■ GOAL OF THE EXERCISE ■
Pick up the passage below on agendas for body corporate general meetings and continue it from where it stops.

■ EXCERPTED PASSAGE ■
Start of Block

Section 45 of the module also provides for the agenda for a general meeting, as follows:

Agenda for general meeting

45.(1) The committee must prepare an agenda for each general meeting.

(2) The agenda must include

(a) the substance of the following motions

(i) motions the committee proposes for consideration at the

meeting;

(ii) if the general meeting is a requested extraordinary general

meeting—the motions proposed in the notice asking for the

meeting;

(iii) a motion submitted under section 41 12 by a member of the

body corporate and required to be included in the agenda;

(iv) if an adjudicator makes an order under the dispute resolution

provisions authorising or requiring the calling of the general

meeting to consider motions stated in the order—the

motions stated in the order;

(v) if there has been a previous general meeting—a motion to

confirm the minutes of the last meeting; and

(b) if the general meeting is the first annual general meeting for the

scheme—the business required to be considered at the first annual

general meeting.

(3) If the general meeting is an annual general meeting (other than the

first annual general meeting), the agenda must also

(a) provide for the presentation of the accounts for the financial year;

and

(b) provide for the appointment of an auditor of the body corporate’s

accounts for the next financial year or for a special resolution that

the accounts are not to be audited; and

(c) provide for the approval of a budget for the financial year; and

(d) provide for fixing the contributions to be paid by the owners of

lots for the financial year; and

(e) include other things that are, under the Act, required to be

included on the agenda for the annual general meeting.

End of Block

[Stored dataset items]
Start of Block

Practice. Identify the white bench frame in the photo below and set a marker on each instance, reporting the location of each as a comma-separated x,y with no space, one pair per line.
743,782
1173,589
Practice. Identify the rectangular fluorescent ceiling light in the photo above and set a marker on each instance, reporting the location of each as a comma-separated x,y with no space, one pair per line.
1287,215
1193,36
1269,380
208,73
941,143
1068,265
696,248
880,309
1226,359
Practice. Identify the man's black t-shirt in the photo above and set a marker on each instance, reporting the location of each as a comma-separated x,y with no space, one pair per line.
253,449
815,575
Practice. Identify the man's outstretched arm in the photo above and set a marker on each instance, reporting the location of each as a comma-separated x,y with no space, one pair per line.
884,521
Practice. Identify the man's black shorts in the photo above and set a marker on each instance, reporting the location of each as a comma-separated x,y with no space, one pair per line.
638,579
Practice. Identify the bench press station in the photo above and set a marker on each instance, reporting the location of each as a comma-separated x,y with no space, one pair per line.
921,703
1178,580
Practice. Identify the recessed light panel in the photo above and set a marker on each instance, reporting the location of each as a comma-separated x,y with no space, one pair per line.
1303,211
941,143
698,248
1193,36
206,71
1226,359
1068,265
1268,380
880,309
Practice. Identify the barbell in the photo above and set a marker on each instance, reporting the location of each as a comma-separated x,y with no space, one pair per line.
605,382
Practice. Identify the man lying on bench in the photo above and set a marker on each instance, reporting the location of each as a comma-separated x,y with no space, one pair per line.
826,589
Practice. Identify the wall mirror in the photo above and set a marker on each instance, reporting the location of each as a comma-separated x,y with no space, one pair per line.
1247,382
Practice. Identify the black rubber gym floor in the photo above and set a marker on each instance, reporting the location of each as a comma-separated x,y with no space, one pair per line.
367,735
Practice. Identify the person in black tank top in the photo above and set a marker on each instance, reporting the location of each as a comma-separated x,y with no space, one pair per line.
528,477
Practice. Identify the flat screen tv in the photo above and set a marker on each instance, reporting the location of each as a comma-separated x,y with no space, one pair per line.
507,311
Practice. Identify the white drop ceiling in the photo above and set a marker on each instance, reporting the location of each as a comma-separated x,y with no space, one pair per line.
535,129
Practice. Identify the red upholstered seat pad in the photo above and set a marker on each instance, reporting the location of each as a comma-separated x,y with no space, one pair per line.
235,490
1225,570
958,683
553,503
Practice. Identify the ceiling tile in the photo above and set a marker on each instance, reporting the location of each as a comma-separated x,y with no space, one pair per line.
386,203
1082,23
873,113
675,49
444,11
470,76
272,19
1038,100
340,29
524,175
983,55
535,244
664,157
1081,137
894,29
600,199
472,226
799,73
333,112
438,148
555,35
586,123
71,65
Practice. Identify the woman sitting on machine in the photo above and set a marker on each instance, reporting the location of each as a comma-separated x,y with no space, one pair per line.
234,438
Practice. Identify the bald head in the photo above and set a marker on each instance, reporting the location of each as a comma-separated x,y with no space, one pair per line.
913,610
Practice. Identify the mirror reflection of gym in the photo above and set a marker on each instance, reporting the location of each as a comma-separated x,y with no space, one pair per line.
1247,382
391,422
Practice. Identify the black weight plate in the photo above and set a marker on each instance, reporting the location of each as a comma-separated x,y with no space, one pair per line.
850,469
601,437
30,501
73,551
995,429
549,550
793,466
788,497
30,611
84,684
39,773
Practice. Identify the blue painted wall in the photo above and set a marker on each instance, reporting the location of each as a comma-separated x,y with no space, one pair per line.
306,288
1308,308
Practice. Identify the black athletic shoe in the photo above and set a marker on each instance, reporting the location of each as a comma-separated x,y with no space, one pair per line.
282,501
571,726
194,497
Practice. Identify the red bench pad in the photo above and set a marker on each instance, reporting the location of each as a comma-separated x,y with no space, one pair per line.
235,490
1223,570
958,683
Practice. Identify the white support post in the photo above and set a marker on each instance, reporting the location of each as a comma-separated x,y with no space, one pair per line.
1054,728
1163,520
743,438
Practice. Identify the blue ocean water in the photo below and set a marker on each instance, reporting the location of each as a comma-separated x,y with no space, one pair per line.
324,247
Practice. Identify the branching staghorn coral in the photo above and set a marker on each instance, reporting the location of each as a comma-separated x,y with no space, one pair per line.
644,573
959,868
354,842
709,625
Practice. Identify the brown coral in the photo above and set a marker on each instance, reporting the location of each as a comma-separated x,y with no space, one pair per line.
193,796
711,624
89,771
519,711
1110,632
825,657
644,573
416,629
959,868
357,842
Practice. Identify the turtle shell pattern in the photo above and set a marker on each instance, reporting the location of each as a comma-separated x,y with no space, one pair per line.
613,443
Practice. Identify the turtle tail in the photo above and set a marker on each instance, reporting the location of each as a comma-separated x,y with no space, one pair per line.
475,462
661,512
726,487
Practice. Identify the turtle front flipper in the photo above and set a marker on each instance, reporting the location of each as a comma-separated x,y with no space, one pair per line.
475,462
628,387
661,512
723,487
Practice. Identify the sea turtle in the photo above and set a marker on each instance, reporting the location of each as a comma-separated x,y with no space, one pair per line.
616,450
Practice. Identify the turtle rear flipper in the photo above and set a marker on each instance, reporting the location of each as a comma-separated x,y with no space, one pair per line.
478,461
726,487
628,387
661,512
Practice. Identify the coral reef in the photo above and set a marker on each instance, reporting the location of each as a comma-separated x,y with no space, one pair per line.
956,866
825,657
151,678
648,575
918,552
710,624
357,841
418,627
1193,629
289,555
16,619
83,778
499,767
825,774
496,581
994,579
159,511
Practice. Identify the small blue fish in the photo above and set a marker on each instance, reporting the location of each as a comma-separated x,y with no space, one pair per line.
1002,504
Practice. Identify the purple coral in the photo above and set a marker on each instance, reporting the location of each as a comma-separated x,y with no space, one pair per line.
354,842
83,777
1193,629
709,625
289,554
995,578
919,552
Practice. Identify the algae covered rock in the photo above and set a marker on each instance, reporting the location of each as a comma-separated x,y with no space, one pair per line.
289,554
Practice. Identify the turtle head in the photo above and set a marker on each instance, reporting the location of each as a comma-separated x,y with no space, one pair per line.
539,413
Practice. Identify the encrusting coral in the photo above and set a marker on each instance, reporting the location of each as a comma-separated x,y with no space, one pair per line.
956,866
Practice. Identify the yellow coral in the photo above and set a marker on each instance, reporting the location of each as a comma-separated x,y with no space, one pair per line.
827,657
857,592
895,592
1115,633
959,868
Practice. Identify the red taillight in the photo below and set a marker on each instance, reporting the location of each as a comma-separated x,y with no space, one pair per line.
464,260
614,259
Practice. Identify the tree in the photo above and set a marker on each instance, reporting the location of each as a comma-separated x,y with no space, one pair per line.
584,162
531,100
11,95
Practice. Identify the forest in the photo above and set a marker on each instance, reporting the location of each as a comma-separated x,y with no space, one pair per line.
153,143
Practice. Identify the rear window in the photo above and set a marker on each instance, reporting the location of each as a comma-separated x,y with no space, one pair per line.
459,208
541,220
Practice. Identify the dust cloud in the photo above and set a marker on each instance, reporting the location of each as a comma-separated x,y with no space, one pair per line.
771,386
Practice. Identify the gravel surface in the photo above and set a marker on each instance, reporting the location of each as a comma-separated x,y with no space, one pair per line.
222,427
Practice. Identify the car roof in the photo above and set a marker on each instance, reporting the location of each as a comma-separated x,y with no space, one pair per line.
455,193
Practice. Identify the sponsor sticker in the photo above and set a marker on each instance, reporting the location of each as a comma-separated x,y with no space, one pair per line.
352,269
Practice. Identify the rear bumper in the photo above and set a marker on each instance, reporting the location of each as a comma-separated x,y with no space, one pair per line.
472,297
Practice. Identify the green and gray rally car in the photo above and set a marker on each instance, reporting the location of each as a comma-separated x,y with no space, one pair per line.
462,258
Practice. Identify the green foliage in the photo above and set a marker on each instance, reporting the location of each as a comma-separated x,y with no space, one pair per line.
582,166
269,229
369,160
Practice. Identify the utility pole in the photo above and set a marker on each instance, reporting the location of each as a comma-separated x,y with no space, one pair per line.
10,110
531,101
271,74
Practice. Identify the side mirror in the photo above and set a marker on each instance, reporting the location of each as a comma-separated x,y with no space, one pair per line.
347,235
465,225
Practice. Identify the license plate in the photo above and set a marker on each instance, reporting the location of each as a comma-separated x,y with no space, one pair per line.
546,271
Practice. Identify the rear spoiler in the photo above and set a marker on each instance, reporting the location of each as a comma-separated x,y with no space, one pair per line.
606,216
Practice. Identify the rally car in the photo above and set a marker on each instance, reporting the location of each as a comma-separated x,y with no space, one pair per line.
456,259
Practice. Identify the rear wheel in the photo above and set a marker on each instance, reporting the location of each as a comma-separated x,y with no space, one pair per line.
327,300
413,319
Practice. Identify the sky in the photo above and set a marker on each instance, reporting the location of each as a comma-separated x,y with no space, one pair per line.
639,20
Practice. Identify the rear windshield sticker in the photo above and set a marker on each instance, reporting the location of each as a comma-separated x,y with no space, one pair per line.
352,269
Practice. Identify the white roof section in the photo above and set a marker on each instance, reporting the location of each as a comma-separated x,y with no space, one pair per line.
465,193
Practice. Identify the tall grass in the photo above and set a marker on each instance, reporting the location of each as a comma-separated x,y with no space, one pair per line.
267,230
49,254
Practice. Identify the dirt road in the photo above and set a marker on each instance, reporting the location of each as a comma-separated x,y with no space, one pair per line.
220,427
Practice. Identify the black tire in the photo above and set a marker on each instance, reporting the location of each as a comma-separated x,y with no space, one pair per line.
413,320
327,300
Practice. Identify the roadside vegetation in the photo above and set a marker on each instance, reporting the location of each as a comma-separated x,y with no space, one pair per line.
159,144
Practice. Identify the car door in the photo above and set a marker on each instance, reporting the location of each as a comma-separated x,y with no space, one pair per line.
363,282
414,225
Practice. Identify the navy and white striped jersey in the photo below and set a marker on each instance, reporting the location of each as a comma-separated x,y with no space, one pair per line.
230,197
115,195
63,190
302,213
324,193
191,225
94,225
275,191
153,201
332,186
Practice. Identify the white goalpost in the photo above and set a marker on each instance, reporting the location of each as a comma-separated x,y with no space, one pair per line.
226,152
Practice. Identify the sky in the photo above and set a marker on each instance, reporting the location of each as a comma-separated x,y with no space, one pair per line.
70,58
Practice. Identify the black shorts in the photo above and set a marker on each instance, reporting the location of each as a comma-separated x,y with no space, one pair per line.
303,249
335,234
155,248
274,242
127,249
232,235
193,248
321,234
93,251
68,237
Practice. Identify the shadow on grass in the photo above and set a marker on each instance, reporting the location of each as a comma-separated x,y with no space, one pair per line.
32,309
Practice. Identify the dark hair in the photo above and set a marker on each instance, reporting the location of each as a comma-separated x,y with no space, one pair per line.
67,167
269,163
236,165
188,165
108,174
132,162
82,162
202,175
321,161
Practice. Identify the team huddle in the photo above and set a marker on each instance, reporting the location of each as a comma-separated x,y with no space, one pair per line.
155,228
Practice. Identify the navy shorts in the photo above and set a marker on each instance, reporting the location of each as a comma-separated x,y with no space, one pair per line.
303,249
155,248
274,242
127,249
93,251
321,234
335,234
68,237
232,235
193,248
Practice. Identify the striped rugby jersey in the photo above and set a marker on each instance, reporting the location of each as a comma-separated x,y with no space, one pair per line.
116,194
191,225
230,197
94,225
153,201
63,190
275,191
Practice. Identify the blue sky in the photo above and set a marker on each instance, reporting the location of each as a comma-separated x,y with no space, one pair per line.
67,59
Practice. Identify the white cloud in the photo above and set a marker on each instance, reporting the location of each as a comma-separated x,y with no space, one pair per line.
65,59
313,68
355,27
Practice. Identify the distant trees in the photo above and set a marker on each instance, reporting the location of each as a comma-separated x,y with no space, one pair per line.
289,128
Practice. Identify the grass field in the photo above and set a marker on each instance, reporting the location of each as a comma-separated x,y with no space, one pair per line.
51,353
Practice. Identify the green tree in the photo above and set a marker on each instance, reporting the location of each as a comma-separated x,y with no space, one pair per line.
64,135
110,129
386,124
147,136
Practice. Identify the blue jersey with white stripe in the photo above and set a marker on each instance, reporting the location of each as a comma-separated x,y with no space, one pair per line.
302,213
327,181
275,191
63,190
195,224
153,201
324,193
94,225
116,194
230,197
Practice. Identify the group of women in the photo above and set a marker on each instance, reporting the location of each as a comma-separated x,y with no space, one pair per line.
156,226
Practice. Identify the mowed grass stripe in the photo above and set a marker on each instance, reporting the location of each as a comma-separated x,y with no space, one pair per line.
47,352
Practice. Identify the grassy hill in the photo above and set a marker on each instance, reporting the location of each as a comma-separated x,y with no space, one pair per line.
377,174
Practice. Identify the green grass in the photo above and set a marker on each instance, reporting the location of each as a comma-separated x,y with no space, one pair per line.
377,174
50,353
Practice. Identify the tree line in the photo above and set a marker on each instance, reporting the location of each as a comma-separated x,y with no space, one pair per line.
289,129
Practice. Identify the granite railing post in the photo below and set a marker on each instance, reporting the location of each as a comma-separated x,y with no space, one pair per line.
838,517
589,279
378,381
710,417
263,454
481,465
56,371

End of Block

■ EXPECTED ANSWER ■
(4) If the lot owner seeking the inclusion of a motion under

subsection (2)(a)(iii) supplies an explanatory note about the motion, and the

note is not longer than 100 words, the note must accompany the agenda.(emphasis added)


Sections 94 and 95 of the module also provide for budgets and contributions to be levied on owners. Section 100 of the module provides that the body corporate must establish and keep an administrative fund and a sinking fund. None of these sections has been complied with. Overall, the relevant requirements of Parts 4, 5, 7 and 8 of the module have not been met. Owners cannot resolve to ignore or modify these sections of the module.

The annual general meeting purportedly held on 8 March 2002 did not comply with the module in any respect whatsoever. I therefore propose to order that the meeting was at all times invalid. I note that there is a meeting scheduled for 7 June 2002. This meeting purports to remedy earlier defects. It does not do so, however, I have not been asked to make any order in respect of that meeting at this stage.